* **To do**: Would you repeat exactly the part of the listing below that runs from the line containing "box: [88, 277, 900, 756]" down to the line containing "positive clicks: (261, 742)", inclusive, and nothing else?

* **Given data**:
######

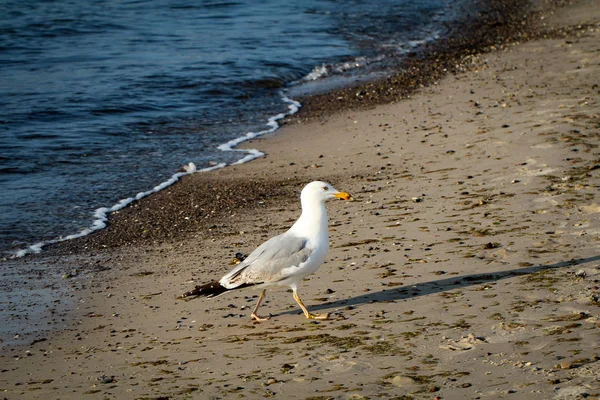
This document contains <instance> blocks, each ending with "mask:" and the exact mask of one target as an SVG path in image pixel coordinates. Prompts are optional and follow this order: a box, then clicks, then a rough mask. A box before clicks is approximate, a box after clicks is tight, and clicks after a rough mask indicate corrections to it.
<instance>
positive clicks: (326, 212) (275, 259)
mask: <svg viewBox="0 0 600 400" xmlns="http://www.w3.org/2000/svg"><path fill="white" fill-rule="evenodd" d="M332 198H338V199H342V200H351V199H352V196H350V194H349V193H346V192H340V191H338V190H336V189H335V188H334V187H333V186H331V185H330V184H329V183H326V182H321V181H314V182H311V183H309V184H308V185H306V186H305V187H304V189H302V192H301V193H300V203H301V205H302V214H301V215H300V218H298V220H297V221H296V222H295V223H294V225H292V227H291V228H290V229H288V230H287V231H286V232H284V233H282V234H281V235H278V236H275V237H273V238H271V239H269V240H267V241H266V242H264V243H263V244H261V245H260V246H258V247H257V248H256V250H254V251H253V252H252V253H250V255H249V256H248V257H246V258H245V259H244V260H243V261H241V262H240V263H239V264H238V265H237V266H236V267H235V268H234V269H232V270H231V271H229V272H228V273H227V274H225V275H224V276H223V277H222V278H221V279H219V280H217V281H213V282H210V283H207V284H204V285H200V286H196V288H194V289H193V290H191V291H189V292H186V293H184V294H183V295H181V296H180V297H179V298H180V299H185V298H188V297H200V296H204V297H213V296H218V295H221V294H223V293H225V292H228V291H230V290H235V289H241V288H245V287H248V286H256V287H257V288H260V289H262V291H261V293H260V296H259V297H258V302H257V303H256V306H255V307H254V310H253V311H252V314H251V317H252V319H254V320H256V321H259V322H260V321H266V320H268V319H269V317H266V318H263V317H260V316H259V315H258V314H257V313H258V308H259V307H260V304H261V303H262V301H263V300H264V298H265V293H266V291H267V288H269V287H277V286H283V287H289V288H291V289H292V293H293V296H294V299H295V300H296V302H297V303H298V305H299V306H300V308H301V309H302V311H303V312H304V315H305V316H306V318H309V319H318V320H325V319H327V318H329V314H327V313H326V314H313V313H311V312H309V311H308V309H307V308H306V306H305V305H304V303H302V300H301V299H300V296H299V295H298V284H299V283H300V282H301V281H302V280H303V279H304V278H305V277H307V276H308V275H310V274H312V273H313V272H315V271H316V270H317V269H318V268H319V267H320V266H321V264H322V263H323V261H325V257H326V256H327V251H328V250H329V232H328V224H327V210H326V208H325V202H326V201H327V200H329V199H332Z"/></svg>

######

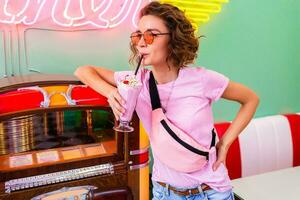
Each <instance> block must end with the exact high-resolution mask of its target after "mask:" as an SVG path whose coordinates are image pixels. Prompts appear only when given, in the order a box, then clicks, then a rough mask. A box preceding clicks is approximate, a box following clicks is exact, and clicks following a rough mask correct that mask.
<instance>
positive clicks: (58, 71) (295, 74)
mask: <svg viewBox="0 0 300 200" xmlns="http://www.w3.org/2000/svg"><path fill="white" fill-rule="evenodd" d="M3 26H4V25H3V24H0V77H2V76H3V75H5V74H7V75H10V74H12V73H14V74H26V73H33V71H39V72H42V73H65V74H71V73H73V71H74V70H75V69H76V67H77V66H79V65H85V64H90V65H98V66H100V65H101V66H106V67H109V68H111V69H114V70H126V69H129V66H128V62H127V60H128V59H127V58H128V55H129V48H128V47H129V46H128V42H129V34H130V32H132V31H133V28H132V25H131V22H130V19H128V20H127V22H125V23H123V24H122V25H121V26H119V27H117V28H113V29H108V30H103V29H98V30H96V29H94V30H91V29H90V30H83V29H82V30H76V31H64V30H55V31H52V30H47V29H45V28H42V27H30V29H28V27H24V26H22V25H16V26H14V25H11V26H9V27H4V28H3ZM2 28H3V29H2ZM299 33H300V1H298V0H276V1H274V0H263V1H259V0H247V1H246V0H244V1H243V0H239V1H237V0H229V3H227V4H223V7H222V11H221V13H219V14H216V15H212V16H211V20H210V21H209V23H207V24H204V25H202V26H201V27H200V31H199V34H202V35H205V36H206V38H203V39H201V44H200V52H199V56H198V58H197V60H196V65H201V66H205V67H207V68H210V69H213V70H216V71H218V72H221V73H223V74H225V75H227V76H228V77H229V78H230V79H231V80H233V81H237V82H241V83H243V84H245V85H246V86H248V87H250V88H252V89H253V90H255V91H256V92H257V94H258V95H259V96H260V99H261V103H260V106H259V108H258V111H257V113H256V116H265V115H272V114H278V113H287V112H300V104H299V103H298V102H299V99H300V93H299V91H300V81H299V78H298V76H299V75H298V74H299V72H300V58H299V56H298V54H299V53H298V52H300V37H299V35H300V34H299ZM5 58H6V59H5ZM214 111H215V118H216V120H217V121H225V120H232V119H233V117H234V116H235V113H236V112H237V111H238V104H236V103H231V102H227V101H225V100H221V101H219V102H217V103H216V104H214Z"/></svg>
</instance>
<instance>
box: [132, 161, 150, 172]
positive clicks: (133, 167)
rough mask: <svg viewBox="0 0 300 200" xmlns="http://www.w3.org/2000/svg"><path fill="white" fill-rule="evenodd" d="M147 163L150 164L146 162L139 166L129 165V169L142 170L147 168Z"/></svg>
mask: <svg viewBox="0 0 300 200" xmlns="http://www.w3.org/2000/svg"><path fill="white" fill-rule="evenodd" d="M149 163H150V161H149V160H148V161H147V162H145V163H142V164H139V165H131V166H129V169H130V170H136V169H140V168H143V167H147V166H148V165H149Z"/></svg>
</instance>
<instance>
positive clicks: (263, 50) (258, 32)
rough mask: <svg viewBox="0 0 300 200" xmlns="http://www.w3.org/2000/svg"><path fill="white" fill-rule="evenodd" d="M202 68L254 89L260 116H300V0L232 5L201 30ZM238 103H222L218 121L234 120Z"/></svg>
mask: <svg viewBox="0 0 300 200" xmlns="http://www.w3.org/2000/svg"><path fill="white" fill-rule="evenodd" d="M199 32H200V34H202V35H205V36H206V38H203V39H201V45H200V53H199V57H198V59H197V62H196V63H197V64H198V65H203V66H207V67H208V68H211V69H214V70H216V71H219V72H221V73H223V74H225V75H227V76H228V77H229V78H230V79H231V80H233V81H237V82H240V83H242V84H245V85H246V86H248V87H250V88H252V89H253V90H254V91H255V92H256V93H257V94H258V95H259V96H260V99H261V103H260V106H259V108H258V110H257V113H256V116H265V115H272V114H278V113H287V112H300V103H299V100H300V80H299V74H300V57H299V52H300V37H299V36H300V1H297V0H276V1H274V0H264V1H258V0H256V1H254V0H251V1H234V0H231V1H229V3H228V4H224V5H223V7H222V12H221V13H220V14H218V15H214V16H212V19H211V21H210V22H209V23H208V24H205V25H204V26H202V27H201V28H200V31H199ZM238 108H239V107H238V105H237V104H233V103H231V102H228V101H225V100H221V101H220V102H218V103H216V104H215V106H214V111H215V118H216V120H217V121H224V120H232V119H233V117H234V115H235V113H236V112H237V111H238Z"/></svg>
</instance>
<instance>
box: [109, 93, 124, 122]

######

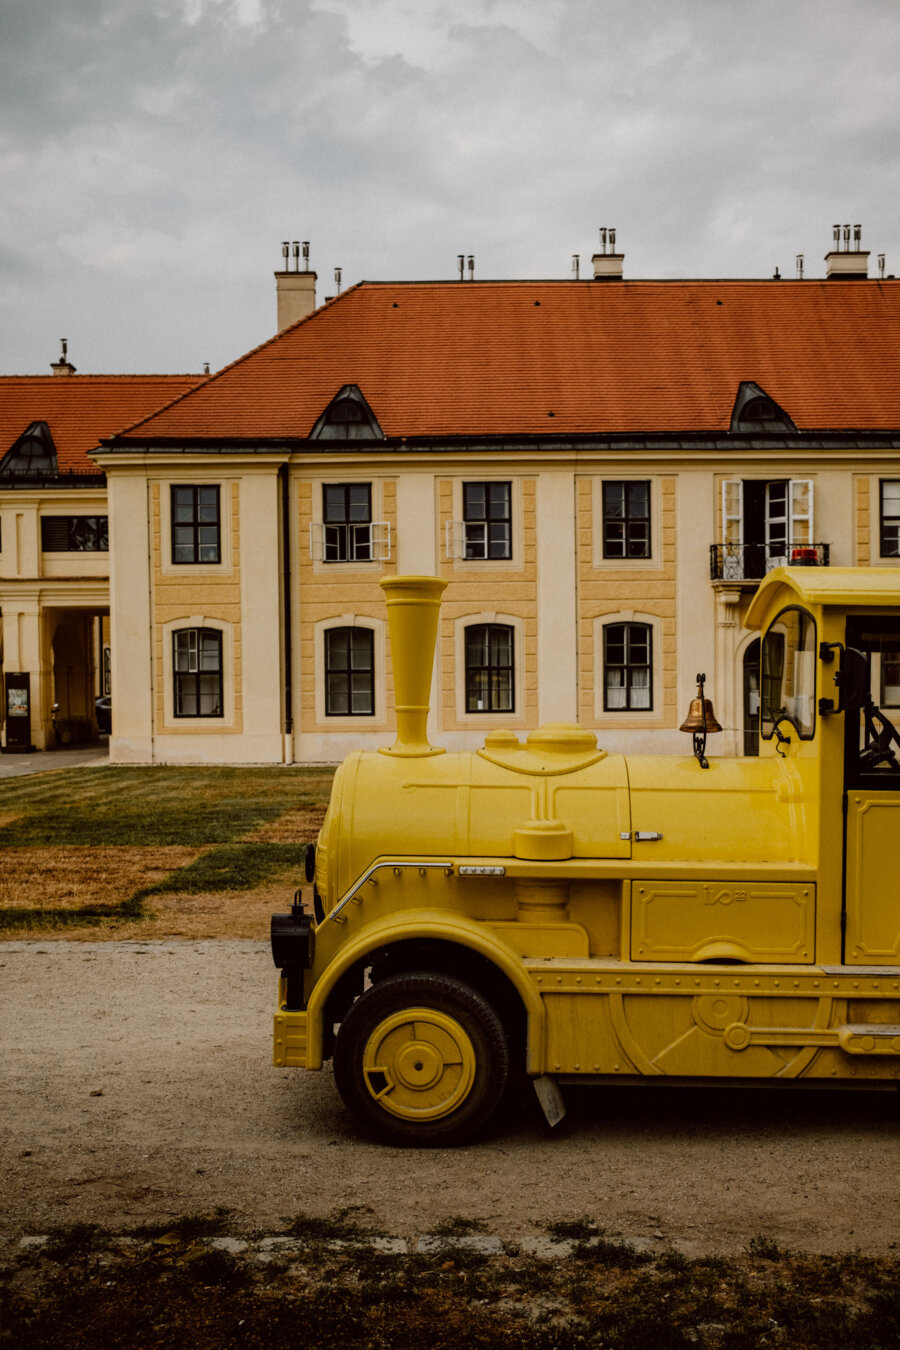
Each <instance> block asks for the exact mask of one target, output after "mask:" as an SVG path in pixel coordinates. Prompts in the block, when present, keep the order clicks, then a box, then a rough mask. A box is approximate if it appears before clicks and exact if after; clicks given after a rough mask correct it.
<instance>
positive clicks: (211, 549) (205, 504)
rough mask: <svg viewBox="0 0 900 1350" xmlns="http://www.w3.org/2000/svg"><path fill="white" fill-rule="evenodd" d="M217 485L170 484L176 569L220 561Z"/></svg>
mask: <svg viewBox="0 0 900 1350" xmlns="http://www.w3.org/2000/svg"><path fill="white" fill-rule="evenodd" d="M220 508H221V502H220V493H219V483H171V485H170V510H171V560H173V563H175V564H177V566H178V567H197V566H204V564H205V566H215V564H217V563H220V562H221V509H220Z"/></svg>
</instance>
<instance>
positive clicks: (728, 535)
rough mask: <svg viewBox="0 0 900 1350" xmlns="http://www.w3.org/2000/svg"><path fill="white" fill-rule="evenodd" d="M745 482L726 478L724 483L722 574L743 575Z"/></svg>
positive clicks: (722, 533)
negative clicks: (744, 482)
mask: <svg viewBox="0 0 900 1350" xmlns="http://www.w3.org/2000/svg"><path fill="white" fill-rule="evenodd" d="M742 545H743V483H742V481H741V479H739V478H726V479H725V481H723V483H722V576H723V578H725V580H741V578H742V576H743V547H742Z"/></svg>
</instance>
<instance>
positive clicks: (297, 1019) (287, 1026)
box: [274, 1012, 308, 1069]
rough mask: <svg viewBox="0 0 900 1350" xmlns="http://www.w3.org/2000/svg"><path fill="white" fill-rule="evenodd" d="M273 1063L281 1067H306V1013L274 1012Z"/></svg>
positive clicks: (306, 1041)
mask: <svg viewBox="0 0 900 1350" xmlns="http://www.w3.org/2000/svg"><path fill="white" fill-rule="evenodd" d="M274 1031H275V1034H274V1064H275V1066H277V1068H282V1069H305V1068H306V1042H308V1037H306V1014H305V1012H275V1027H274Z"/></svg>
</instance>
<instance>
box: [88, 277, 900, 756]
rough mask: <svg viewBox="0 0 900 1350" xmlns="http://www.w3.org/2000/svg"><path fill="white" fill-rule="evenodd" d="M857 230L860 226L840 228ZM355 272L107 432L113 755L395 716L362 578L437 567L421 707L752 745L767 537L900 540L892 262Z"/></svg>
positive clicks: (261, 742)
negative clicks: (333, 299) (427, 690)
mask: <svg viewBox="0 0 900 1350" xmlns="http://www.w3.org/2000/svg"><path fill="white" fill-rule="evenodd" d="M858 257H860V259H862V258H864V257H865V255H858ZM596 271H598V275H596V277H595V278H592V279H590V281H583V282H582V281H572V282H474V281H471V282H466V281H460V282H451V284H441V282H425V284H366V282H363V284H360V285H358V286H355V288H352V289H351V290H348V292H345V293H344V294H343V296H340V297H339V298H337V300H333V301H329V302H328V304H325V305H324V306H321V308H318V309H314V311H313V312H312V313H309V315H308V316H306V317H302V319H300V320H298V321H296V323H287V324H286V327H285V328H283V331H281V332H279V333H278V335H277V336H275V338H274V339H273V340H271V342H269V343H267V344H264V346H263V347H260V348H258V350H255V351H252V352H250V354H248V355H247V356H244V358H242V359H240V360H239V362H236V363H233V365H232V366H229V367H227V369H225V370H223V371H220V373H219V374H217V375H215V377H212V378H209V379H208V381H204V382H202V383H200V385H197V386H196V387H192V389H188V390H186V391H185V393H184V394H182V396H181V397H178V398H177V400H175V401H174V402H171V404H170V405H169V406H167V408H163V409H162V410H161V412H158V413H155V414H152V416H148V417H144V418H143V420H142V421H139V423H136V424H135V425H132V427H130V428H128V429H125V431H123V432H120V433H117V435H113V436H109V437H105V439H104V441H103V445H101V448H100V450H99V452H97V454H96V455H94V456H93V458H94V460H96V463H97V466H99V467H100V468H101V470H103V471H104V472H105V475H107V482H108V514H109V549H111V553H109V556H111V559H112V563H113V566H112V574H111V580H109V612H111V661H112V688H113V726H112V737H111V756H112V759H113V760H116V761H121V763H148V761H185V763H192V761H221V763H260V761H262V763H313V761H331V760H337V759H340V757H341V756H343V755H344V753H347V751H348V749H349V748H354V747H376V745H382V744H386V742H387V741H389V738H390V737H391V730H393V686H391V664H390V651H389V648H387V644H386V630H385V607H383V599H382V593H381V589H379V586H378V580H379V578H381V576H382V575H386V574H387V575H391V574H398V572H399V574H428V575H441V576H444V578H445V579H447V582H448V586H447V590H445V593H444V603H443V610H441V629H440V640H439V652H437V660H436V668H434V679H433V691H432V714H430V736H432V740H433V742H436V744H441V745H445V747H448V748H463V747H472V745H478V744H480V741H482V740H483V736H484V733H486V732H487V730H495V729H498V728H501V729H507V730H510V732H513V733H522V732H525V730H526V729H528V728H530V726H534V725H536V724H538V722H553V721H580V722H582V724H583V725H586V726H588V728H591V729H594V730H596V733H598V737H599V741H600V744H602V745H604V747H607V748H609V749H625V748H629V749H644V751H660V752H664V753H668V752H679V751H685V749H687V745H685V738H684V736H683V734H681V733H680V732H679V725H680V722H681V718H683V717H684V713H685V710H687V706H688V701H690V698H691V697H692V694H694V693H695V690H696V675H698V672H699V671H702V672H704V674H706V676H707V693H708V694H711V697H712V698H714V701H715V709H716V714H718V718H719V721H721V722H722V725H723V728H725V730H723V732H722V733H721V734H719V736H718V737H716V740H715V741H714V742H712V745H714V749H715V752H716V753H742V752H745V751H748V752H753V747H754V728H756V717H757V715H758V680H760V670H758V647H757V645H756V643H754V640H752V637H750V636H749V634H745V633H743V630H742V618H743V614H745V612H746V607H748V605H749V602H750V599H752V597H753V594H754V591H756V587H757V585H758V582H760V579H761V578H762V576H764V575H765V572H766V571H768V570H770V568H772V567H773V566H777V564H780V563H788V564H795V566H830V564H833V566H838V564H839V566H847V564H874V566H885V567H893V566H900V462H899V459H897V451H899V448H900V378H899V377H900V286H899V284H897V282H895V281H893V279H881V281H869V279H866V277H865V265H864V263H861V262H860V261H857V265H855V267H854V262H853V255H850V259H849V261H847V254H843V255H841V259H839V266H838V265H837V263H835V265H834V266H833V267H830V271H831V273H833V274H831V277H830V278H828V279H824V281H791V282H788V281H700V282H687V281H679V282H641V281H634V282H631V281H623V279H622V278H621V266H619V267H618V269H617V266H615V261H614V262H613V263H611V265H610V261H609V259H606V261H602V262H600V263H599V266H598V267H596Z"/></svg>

######

* **Finished task**:
box: [88, 277, 900, 756]
rough mask: <svg viewBox="0 0 900 1350" xmlns="http://www.w3.org/2000/svg"><path fill="white" fill-rule="evenodd" d="M857 230L860 226L840 228ZM355 272L107 432L113 755L395 716L362 578L437 567L421 707L752 745L767 537L900 540L892 262Z"/></svg>
positive clicks: (261, 742)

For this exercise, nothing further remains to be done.